> _LATIHAN_: Ubah setiap "match analysis" di semua entri di bawah ini menjadi "scene analysis", lalu tulis kembali seluruh entri tersebut tanpa perubahan lain.

> _BAHAN TUGAS_:
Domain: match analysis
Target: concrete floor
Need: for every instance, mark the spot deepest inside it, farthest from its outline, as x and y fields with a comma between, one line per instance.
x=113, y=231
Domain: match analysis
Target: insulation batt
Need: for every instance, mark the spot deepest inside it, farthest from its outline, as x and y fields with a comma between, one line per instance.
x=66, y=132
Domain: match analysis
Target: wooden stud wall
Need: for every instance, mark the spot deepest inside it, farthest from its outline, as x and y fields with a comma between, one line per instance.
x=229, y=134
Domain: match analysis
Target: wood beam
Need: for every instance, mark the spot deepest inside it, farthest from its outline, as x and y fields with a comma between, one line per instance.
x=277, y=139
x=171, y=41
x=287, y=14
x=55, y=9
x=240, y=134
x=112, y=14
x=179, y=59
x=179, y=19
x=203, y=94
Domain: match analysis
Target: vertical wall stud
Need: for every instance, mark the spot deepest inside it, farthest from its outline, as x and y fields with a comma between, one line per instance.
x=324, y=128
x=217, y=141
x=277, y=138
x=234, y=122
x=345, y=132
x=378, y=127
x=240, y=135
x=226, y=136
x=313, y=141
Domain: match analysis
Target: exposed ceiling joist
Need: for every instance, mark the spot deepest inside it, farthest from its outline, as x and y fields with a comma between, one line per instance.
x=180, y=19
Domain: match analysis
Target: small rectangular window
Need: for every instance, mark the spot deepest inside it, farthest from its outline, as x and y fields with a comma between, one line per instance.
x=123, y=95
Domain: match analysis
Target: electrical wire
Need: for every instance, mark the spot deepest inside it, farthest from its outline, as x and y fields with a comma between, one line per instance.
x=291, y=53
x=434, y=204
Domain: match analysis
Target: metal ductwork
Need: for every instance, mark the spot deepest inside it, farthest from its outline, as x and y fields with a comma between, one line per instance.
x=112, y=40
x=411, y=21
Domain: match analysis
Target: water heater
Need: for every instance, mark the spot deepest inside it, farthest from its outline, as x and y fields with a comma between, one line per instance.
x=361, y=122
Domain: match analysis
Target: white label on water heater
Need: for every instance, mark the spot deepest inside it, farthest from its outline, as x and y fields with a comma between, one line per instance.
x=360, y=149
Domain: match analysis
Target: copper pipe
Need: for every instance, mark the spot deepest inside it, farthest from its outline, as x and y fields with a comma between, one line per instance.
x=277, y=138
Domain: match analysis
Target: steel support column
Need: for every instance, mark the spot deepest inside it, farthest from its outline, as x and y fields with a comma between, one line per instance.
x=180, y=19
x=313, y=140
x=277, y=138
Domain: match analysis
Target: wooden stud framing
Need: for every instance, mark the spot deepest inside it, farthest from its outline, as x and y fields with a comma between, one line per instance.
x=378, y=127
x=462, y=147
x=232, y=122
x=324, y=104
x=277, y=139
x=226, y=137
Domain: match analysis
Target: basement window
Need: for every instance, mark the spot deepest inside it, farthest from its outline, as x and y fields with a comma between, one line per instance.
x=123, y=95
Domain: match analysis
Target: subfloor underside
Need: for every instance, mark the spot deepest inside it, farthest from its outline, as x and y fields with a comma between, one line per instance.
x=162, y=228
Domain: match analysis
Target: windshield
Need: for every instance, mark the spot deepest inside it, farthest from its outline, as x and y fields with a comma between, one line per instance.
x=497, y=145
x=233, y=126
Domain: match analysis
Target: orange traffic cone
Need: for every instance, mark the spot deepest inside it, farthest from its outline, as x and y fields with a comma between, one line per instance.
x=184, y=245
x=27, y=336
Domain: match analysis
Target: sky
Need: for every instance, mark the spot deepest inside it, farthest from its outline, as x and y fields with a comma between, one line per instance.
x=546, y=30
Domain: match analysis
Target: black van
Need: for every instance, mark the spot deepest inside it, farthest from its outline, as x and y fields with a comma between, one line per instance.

> _HASIL LATIHAN_:
Domain: scene analysis
Target: concrete floor
Need: for every instance, mark the spot deepest inside it, farthest from its outline, as x and y fields with a comma between, one line per instance.
x=113, y=231
Domain: scene analysis
Target: insulation batt
Need: for every instance, mark the spot deepest inside it, farthest from its outline, as x and y fields with a comma between, one line per instance.
x=66, y=132
Domain: scene analysis
Target: wooden stud wall
Need: for every instance, mark the spot deepest inside it, farthest from its outline, as x and y fields with a comma between, one line per instance.
x=229, y=134
Domain: scene analysis
Target: wood beam
Need: for every instance, mark the spot deepest inside it, farthest from its outline, as x and y fields with a comma between, one line per instance.
x=277, y=139
x=171, y=41
x=287, y=14
x=55, y=9
x=240, y=134
x=112, y=14
x=179, y=59
x=179, y=19
x=203, y=94
Domain: scene analysis
Target: vertical wall stud
Need: for every instance, mark the spot deepest inside it, farthest from its outline, as x and y fields with a comma between, one line per instance.
x=324, y=128
x=217, y=141
x=277, y=138
x=234, y=122
x=345, y=132
x=378, y=127
x=240, y=135
x=226, y=136
x=313, y=141
Domain: scene analysis
Target: exposed ceiling joist
Need: for every instance, mark the spot deepest inside it, farthest from its outline, as x and y fields with a comma between, one line per instance.
x=180, y=19
Domain: scene analysis
Target: small rectangular window
Need: for every instance, mark the spot deepest inside it, farthest from its outline, as x and y fields with a comma between, one line per instance.
x=123, y=95
Domain: scene analysis
Target: electrical wire
Need: for every instance, mark the spot deepest inside it, farthest from its outline, as x and y fields with a comma between, one line per instance.
x=291, y=53
x=434, y=204
Domain: scene analysis
Target: metal ductwork
Need: for every instance, mark the spot deepest inside it, farthest from its outline, as x and y fields with a comma between, one line per instance.
x=112, y=40
x=411, y=21
Domain: scene analysis
Target: water heater
Need: for every instance, mark the spot deepest inside it, farthest from its outline, as x and y fields with a comma between, one line per instance.
x=361, y=122
Domain: scene analysis
Target: white label on water heater
Need: for every instance, mark the spot deepest inside it, farthest from its outline, as x and y fields with a comma between, one line per instance.
x=360, y=149
Domain: scene analysis
Target: copper pipe
Need: for every instance, mark the spot deepest inside it, farthest from its outline, as x and y fields with a comma between, one line per instance.
x=277, y=138
Domain: scene analysis
Target: steel support column
Need: for every instance, mark the spot deepest inside it, farthest from its outline, as x and y fields with a comma between, one line per instance.
x=180, y=19
x=313, y=140
x=277, y=138
Domain: scene analysis
Target: wooden stud framing
Need: for every instance, mark the spot deepest inside it, farthest from its outline, as x and y fields with a comma between, one line per instance.
x=378, y=127
x=462, y=147
x=232, y=122
x=324, y=104
x=277, y=139
x=226, y=137
Domain: scene analysis
Target: basement window
Need: for every instance, mark the spot deepest inside it, farthest from its outline, as x and y fields with a comma between, one line per instance.
x=123, y=95
Domain: scene analysis
Target: subfloor underside
Need: for every instance, mark the spot deepest inside it, farthest from its outline, as x and y fields with a comma between, one line per instance.
x=162, y=228
Domain: scene analysis
Target: windshield
Need: for every instance, mark the spot deepest inside it, farthest from its outline, as x and y fields with a comma between, one line per instance.
x=497, y=145
x=233, y=126
Domain: scene analysis
Target: orange traffic cone
Need: for every instance, mark the spot deepest inside it, farthest from its outline, as x and y fields with a comma between, one line per instance.
x=184, y=245
x=27, y=336
Domain: scene analysis
Target: sky
Need: for every instance, mark the spot deepest inside it, farthest from its outline, as x and y fields with a comma between, one line per instance.
x=546, y=30
Domain: scene analysis
Target: black van
Need: for every instance, mark the spot deepest inside it, farthest from its outline, as x and y fields with a comma between, one line per instance.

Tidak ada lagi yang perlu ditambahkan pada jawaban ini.